→ Your assignment: Begin with the line holding "Form: x=169 y=76", then print every line after it through the end of the data, exactly and with nothing added.

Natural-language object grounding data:
▬▬▬

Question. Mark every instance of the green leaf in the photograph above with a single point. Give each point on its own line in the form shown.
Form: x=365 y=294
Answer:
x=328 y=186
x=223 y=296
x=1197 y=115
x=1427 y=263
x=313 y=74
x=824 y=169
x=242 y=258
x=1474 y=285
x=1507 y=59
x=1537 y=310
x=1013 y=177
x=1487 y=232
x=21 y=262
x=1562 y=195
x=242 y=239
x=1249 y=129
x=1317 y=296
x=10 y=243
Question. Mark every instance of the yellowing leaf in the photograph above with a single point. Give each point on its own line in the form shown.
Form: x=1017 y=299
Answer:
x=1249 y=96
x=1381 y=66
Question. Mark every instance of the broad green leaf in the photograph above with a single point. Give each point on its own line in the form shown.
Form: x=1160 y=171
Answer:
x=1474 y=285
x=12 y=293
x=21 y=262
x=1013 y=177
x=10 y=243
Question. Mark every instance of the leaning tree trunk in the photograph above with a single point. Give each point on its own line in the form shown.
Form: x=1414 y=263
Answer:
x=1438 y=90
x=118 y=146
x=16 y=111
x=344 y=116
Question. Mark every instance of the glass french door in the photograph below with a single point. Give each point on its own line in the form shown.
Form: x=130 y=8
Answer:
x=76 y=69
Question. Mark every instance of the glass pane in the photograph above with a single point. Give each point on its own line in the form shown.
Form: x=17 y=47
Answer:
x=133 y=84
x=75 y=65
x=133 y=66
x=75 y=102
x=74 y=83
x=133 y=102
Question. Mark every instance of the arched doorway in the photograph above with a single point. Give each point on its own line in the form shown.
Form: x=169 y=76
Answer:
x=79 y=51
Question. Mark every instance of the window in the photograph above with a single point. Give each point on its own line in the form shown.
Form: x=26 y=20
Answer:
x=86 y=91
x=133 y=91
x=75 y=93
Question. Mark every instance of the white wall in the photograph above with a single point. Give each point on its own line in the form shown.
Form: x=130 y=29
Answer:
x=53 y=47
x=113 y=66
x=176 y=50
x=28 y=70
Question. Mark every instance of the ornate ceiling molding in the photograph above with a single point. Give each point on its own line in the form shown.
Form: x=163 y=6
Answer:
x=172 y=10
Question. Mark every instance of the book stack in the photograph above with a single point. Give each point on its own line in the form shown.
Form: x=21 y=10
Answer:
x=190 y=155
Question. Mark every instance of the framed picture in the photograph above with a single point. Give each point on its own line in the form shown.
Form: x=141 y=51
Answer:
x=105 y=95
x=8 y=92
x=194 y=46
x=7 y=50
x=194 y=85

▬▬▬

→ Worked solution:
Form: x=169 y=76
Answer:
x=79 y=51
Question. Mark every instance of the window in the photograph above with a single point. Give each point on its own line in the form shown.
Form: x=26 y=20
Answer:
x=86 y=91
x=133 y=91
x=75 y=93
Question. Mark every instance of the white wall in the photograph above with a single point. Give each point on its own line in the form shown.
Form: x=130 y=29
Answer:
x=53 y=47
x=113 y=66
x=176 y=50
x=28 y=70
Question. Mark every instance of the ornate ceiling molding in the photograph above with a single point. Give each point on its own line in the form shown.
Form: x=163 y=6
Answer:
x=172 y=10
Question. Mark every instance of the book stack in the photograph above with a single point. Give each point on its own line in the form shown.
Form: x=21 y=10
Answer:
x=190 y=155
Question. Mark every instance of the framed picture in the photograph above with a single point. Give each point on its own line in the form shown.
Form: x=141 y=51
Answer:
x=105 y=95
x=8 y=92
x=194 y=46
x=7 y=50
x=194 y=85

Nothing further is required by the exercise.